# Given problem:
Reproduce verbatim the part of the records that opens with the line containing "segment finger, each instance" and runs through the end of the records, with both ends included.

# Extracted entries:
++++++

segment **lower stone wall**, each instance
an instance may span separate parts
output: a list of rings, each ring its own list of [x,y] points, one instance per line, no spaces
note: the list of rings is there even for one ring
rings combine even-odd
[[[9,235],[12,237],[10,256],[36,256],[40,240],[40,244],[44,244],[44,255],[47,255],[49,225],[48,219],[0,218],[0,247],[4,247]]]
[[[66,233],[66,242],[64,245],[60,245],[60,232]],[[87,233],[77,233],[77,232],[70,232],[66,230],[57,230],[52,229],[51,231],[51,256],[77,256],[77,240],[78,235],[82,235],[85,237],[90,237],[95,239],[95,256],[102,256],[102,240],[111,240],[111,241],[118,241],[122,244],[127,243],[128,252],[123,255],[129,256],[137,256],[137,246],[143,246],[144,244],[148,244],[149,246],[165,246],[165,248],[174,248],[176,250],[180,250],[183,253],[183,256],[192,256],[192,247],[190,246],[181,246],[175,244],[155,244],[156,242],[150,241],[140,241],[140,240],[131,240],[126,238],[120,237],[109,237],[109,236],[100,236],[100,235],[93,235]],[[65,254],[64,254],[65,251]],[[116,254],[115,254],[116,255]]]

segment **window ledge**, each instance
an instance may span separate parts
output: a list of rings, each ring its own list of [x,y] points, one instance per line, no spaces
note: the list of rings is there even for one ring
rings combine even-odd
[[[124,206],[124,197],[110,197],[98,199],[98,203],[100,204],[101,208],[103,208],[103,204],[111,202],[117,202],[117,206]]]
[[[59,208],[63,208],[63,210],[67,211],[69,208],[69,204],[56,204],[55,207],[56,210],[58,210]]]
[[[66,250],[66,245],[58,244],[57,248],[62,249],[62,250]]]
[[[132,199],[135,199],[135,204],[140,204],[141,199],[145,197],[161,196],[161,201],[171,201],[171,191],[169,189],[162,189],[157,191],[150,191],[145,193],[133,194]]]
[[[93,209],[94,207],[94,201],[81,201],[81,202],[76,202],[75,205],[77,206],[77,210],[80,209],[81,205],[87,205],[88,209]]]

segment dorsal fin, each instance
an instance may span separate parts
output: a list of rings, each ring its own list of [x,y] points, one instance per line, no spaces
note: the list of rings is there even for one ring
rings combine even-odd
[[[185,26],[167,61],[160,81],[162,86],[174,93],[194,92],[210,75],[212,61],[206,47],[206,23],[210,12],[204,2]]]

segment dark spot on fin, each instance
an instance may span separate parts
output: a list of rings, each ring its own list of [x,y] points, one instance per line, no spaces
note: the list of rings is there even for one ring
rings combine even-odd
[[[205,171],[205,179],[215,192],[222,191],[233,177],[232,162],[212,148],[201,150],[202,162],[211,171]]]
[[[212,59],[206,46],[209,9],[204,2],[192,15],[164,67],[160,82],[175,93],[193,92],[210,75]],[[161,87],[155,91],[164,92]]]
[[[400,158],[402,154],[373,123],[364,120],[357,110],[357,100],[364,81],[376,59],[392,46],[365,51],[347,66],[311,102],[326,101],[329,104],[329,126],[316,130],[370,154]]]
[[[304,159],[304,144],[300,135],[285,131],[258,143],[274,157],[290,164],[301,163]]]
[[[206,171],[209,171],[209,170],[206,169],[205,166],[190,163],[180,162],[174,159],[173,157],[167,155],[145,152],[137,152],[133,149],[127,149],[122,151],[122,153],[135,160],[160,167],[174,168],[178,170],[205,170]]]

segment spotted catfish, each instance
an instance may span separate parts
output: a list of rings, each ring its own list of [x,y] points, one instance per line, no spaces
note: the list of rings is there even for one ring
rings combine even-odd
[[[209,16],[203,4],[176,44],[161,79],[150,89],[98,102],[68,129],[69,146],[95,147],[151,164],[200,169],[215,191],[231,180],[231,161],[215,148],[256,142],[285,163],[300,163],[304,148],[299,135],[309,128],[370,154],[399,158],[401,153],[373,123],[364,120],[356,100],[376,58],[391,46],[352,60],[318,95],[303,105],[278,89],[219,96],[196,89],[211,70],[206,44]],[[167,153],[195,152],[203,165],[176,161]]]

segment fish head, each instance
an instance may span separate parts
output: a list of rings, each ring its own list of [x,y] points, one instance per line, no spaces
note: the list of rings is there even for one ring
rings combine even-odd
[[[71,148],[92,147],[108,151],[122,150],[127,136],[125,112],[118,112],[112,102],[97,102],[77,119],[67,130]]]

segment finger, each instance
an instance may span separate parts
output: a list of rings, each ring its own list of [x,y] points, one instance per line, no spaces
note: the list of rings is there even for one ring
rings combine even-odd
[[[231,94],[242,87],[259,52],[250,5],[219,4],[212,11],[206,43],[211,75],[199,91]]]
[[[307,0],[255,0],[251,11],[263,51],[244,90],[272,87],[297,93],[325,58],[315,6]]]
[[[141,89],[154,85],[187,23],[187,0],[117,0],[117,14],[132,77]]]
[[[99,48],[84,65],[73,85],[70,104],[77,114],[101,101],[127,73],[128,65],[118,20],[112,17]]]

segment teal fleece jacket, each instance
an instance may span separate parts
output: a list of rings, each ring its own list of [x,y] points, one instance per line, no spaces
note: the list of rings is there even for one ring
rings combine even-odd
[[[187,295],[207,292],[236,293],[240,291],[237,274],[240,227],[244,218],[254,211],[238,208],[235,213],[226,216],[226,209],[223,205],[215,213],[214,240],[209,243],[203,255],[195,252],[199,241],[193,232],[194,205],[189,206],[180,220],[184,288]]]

++++++

# Solution:
segment finger, each instance
an instance may span separate parts
output: a list of rings, each ring its own list of [x,y] points, one instance per line, no spaces
note: the list of rings is there even for one ring
rings combine even-odd
[[[231,94],[242,87],[259,52],[250,5],[219,4],[212,11],[206,43],[211,75],[199,91]]]
[[[307,0],[255,0],[251,11],[263,51],[244,90],[272,87],[297,93],[325,58],[315,6]]]
[[[141,89],[154,85],[187,23],[187,0],[117,0],[117,14],[132,77]]]
[[[99,48],[84,65],[73,85],[70,104],[77,114],[101,101],[127,73],[128,65],[118,20],[112,17]]]

segment teal fleece jacket, each instance
an instance may span separate parts
output: a list of rings, each ring its own list of [x,y] points, one instance per line, no spaces
note: the list of rings is there even for one ring
rings combine even-odd
[[[187,295],[207,292],[236,293],[240,291],[237,274],[240,227],[244,218],[254,211],[238,208],[235,213],[226,216],[226,209],[223,205],[215,213],[214,240],[209,243],[203,255],[195,252],[199,241],[193,232],[194,205],[189,206],[180,220],[184,288]]]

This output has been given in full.